Records provided
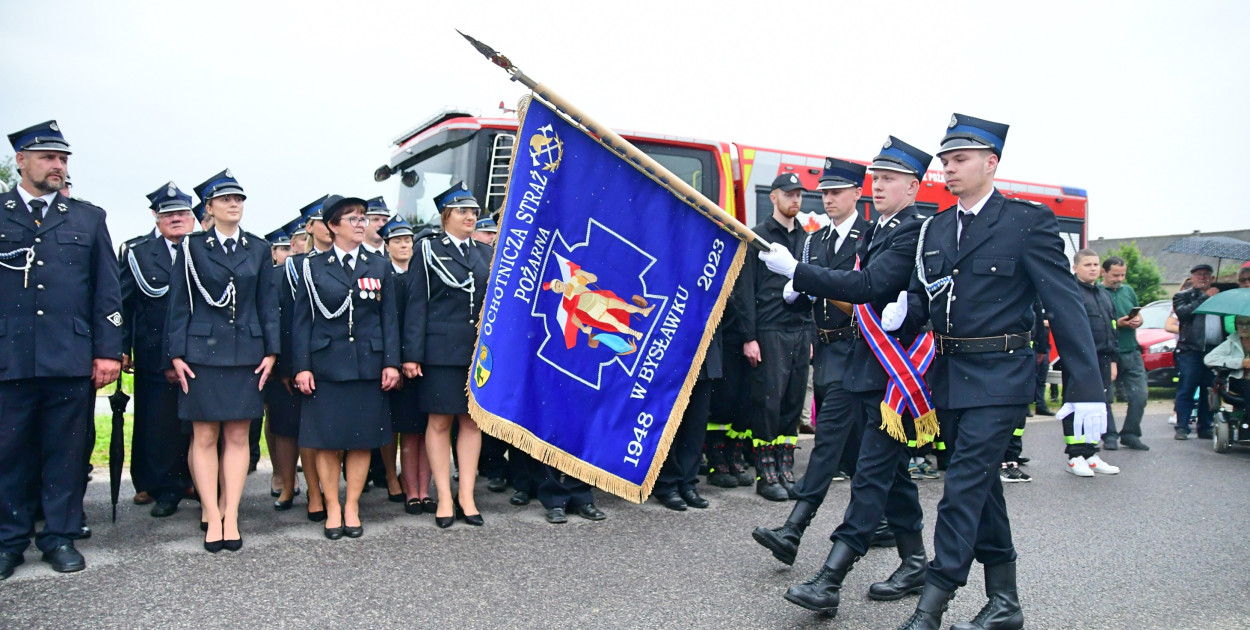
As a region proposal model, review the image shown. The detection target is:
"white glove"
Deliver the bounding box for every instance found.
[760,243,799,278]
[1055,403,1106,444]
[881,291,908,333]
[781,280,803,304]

--

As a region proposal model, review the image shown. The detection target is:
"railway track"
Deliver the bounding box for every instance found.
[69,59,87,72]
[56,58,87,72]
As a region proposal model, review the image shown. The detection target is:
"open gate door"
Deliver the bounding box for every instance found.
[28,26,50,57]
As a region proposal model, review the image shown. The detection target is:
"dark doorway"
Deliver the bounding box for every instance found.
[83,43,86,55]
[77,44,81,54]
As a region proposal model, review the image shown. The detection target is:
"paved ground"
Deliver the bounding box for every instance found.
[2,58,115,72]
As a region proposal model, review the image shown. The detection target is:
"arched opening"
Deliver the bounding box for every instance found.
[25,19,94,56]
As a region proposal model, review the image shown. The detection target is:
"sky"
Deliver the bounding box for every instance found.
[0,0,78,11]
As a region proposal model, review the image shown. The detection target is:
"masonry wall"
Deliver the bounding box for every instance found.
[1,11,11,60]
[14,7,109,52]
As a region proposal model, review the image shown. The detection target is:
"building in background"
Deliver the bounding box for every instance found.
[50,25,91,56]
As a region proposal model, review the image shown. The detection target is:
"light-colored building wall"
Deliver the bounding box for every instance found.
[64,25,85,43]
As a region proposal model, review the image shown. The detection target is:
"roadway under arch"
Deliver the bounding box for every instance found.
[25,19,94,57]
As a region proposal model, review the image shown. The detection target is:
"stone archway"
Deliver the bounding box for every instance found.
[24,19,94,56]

Written instruction
Please return each line of the entries that contains the word "wall", copied as it appears.

Solved problem
"masonry wall"
"light-colored building wall"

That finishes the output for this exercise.